• _EXERCISE TEXT_
★ ★ ★ ★ ★ ★ ★
The second of the top two threats to Southeast Asian biodiversity identified by Hughes in the study is hunting and the illegal wildlife trade. (Another study published last September actually found hunting to be an even bigger threat to the region’s biodiversity than deforestation.)

Wildlife collection in the region is driven by bushmeat hunting and the use of wild animals and their parts in traditional medicine, for ornamental purposes, and for the pet trade. “The intensity of demand has resulted in the loss of all mammals of over [two kilograms] in the majority of unprotected forests across the region, whilst many bird and herptiles are under major threat as pets, and for zoos and aquaria,” Hughes said.

Many of Southeast Asia’s most threatened ecosystems harbor exceptionally high levels of endemism. Take, for instance, karsts, landscapes underlain by limestone that have eroded, producing ridges, towers, sinkholes, and other characteristic features capable of harboring multiple site-endemic species. Southeast Asia has an estimated 800,000 square kilometers (about 309,000 square miles) of karst, and there are estimates that up to 90 percent of cave-dependent species in China have yet to be formally described by scientists.
★ ★ ★ ★ ★ ★ ★
• _RECORDED INFORMATION_

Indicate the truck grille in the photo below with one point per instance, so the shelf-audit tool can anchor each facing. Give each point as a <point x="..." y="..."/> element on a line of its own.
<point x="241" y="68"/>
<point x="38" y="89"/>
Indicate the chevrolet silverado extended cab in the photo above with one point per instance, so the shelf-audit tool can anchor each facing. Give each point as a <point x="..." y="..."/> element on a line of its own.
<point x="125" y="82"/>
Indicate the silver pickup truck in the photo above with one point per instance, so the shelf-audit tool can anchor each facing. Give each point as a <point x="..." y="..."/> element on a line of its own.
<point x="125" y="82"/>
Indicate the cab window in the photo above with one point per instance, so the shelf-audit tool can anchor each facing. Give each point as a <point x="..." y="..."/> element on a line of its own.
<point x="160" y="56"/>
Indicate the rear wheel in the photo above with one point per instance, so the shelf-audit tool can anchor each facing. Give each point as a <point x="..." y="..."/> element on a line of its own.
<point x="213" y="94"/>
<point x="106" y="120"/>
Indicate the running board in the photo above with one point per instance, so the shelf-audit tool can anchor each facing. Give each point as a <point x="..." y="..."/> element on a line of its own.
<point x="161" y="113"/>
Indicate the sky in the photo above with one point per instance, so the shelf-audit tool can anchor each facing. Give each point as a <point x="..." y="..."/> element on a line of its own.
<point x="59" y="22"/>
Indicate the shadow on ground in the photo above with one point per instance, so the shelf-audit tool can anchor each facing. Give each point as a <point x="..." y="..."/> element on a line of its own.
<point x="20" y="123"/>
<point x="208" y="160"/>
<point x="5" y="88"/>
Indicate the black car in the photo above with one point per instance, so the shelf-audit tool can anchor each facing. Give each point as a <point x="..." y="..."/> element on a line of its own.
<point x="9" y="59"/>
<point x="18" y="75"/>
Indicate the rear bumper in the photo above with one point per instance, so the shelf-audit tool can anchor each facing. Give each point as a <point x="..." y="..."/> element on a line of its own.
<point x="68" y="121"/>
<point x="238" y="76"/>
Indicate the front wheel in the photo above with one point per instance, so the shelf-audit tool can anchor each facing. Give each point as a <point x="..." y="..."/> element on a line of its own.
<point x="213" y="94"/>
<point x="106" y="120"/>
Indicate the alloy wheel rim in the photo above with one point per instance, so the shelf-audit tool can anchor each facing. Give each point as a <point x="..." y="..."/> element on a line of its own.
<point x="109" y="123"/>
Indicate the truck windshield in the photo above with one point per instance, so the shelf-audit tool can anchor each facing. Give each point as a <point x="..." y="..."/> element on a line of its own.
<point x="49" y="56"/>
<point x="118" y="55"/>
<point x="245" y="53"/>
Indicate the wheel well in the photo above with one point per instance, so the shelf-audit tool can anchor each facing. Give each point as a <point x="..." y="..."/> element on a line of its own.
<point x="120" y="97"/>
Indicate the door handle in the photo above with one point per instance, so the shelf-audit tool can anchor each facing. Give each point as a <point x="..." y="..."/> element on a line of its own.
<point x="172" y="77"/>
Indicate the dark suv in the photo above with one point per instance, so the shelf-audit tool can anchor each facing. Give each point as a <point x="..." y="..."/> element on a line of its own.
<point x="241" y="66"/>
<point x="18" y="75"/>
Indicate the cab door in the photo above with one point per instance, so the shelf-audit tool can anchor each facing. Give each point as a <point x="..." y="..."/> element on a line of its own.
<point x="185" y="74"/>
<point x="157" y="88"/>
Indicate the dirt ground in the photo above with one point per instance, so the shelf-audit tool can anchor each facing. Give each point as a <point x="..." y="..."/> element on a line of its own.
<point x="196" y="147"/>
★ ★ ★ ★ ★ ★ ★
• _YOUR TASK_
Rewrite the stretch of the passage on Southeast Asian biodiversity from "Many of Southeast" through "described by scientists.", swapping "limestone" for "dolomite". The entries aren't needed for this.

• _WRITTEN ANSWER_
Many of Southeast Asia’s most threatened ecosystems harbor exceptionally high levels of endemism. Take, for instance, karsts, landscapes underlain by dolomite that have eroded, producing ridges, towers, sinkholes, and other characteristic features capable of harboring multiple site-endemic species. Southeast Asia has an estimated 800,000 square kilometers (about 309,000 square miles) of karst, and there are estimates that up to 90 percent of cave-dependent species in China have yet to be formally described by scientists.